— QUOTED TEXT —

>> begin

My mother passed away last week. It happened quickly, leaving the family stunned and in shock. It doesn't seem quite real yet.

We're glad for her that she didn't have to endure a long illness or live as an invalid, which are prospects she would have dreaded.

Islay Brown-Hodgkins lived a fairly quiet life that revolved around family, her kids, grandchildren, great-grandchildren, nieces, nephews, grand-nieces and grand-nephews. All of them that could make it descended on my little town this week.

Some drove as much as eight hours to attend the funeral. Two of my daughters flew halfway across the country to be here. Family members ranged from newborn to mid-eighties representing the Brown, Harris and Hodgkins clans.

Old friends from different eras of her life, from several generations, paid their respects. If I have inadvertently left anybody out, it's just that there are so many people and I have lost track.

We knew there would be many mourners, but we were taken by surprise by the numbers of people who flocked to the memorial service. The place was full to overflowing.

Not bad for a quiet life centered on family.

>> end

— INFORMATION PROVIDED —

>> begin

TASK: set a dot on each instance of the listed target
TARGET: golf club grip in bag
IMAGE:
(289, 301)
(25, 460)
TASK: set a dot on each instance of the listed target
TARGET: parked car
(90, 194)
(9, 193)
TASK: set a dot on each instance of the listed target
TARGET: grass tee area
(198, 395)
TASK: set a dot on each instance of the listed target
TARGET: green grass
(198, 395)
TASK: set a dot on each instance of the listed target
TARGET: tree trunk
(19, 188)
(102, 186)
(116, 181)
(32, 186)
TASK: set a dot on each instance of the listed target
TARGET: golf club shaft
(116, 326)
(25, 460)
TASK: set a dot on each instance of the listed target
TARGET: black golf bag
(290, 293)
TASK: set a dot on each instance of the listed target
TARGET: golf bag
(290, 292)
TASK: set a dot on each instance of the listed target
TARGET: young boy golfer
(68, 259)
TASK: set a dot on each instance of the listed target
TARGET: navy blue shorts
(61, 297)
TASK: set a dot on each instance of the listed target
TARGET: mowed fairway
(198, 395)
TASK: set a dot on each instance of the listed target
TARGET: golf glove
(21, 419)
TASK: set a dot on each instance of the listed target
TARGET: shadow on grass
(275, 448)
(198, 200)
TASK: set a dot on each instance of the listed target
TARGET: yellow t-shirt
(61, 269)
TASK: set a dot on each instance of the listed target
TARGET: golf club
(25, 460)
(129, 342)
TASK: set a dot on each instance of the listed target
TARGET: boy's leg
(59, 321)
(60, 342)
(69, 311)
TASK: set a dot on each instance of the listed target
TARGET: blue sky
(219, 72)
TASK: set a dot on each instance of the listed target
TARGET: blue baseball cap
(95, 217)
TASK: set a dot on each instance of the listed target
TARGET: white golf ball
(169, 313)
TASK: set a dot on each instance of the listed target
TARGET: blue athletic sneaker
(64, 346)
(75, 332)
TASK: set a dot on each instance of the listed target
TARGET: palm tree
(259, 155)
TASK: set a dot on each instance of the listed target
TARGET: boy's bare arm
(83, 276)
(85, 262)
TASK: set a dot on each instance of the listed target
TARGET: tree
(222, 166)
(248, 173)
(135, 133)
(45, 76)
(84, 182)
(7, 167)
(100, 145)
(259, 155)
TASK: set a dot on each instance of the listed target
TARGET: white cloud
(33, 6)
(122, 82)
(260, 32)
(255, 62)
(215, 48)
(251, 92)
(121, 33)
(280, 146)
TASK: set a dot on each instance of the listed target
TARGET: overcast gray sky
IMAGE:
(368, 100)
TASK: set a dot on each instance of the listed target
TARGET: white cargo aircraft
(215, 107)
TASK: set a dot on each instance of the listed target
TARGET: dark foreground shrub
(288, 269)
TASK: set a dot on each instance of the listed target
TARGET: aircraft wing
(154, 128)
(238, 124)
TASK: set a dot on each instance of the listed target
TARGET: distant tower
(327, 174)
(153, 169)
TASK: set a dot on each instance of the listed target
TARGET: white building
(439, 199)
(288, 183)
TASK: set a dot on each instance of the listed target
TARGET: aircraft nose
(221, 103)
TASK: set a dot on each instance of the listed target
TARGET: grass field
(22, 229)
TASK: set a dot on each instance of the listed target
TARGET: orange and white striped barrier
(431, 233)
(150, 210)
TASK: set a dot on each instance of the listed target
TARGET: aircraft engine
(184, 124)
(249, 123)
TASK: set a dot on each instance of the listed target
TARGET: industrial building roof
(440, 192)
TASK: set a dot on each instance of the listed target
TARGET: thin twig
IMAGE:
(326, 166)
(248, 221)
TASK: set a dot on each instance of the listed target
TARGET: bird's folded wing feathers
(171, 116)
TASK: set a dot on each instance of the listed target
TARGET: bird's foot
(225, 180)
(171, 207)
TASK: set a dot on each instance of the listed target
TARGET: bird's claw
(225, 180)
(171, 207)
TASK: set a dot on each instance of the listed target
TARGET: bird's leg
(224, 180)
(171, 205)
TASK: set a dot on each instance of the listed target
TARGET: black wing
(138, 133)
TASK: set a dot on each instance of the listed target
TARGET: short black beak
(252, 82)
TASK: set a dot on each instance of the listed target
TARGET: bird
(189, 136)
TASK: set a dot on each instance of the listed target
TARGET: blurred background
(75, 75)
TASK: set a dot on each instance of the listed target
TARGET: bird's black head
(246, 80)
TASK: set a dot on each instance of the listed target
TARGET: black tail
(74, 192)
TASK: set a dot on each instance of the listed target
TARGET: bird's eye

>> end

— AIM —
Copy out the whole text about a mother's passing and funeral, word for word.

— WRITTEN REPLY —
My mother passed away last week. It happened quickly, leaving the family stunned and in shock. It doesn't seem quite real yet.

We're glad for her that she didn't have to endure a long illness or live as an invalid, which are prospects she would have dreaded.

Islay Brown-Hodgkins lived a fairly quiet life that revolved around family, her kids, grandchildren, great-grandchildren, nieces, nephews, grand-nieces and grand-nephews. All of them that could make it descended on my little town this week.

Some drove as much as eight hours to attend the funeral. Two of my daughters flew halfway across the country to be here. Family members ranged from newborn to mid-eighties representing the Brown, Harris and Hodgkins clans.

Old friends from different eras of her life, from several generations, paid their respects. If I have inadvertently left anybody out, it's just that there are so many people and I have lost track.

We knew there would be many mourners, but we were taken by surprise by the numbers of people who flocked to the memorial service. The place was full to overflowing.

Not bad for a quiet life centered on family.